» **Selection**:

The 2004 United States presidential election in Florida took place on November 2, 2004, as part of the 2004 United States presidential election. Voters chose 27 representatives, or electors to the Electoral College, who voted for president and vice president.

Florida was won by incumbent President George W. Bush by a 5.01% margin of victory. Prior to the election, most news organizations considered this a swing state that was leaning towards Bush. Once again, Florida was under the national spotlight due to its high number of electoral votes and the fresh memory of the controversy surrounding the 2000 Florida vote. Turnout was much higher, going from an estimated 6 million voters in 2000 to over 7.5 million voters showing up to vote in 2004. This remains the last time that any candidate won Florida by a greater than 5% margin and the last time a Republican won a majority of the state's popular vote until 2020.

As of 2022, this is the most recent time that Florida voted to the left of Virginia in a presidential election.

Campaign

Predictions
There were 12 news organizations who made state-by-state predictions of the election. Here are their last predictions before election day.

Polling

Throughout the general election, candidates exchanged narrow leads in the state. The final 3 poll averaged showed Bush leading with 49% to Kerry's 47%.

Fundraising
Bush raised $16,956,510. Kerry raised $7,285,151.

Advertising and visits
This state was heavily targeted as a swing state. Over the course of the election, Bush visited the state 15 times to Kerry's 18 times. Also, both candidates spent heavily on television advertisements, spending an estimated $3 million each week.

» **Task inputs**:
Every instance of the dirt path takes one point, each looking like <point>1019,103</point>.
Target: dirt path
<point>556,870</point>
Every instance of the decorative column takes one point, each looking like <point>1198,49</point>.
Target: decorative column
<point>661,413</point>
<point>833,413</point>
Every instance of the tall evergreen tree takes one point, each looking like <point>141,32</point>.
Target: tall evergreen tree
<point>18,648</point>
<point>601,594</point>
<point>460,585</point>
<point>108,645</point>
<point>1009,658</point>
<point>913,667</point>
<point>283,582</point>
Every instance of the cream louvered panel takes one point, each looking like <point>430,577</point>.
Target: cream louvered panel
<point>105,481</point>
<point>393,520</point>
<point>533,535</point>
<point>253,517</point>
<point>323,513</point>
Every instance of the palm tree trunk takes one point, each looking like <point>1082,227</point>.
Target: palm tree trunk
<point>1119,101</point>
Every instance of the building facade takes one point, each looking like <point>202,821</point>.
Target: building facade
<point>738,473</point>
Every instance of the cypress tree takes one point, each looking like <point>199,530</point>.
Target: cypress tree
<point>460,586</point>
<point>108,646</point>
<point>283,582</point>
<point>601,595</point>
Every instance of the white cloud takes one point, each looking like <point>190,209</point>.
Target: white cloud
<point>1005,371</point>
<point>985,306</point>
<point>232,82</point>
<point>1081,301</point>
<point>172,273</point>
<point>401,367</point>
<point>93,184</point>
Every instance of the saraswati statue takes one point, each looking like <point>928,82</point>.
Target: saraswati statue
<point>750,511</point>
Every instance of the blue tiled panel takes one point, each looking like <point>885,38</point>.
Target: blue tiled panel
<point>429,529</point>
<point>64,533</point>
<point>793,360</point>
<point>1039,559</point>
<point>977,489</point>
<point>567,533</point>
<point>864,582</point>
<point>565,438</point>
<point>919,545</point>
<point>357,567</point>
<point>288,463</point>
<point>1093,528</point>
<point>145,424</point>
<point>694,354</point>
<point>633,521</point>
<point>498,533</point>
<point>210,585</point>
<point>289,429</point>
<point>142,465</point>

» **Stated exercise 1**:
Does the text on the 2004 presidential election in Florida support each of these statements? (a) Florida chose 27 electors to the Electoral College. (b) Bush visited the state more times than Kerry did. (c) More than 7.5 million voters turned out in 2004.
» **Stated exercise 2**:
Convert the stretch of the records from their start through the line containing "<point>93,184</point>" into a JSON list of strings, one string per line, leaving out blank lines.

» **Exercise output 1**:
(a) Yes: "Voters chose 27 representatives, or electors to the Electoral College"
(b) No: "Bush visited the state 15 times to Kerry's 18 times"
(c) Yes: "over 7.5 million voters showing up to vote in 2004"

» **Exercise output 2**:
[
  "Every instance of the dirt path takes one point, each looking like <point>1019,103</point>.",
  "Target: dirt path",
  "<point>556,870</point>",
  "Every instance of the decorative column takes one point, each looking like <point>1198,49</point>.",
  "Target: decorative column",
  "<point>661,413</point>",
  "<point>833,413</point>",
  "Every instance of the tall evergreen tree takes one point, each looking like <point>141,32</point>.",
  "Target: tall evergreen tree",
  "<point>18,648</point>",
  "<point>601,594</point>",
  "<point>460,585</point>",
  "<point>108,645</point>",
  "<point>1009,658</point>",
  "<point>913,667</point>",
  "<point>283,582</point>",
  "Every instance of the cream louvered panel takes one point, each looking like <point>430,577</point>.",
  "Target: cream louvered panel",
  "<point>105,481</point>",
  "<point>393,520</point>",
  "<point>533,535</point>",
  "<point>253,517</point>",
  "<point>323,513</point>",
  "Every instance of the palm tree trunk takes one point, each looking like <point>1082,227</point>.",
  "Target: palm tree trunk",
  "<point>1119,101</point>",
  "Every instance of the building facade takes one point, each looking like <point>202,821</point>.",
  "Target: building facade",
  "<point>738,473</point>",
  "Every instance of the cypress tree takes one point, each looking like <point>199,530</point>.",
  "Target: cypress tree",
  "<point>460,586</point>",
  "<point>108,646</point>",
  "<point>283,582</point>",
  "<point>601,595</point>",
  "Every instance of the white cloud takes one point, each looking like <point>190,209</point>.",
  "Target: white cloud",
  "<point>1005,371</point>",
  "<point>985,306</point>",
  "<point>232,82</point>",
  "<point>1081,301</point>",
  "<point>172,273</point>",
  "<point>401,367</point>",
  "<point>93,184</point>"
]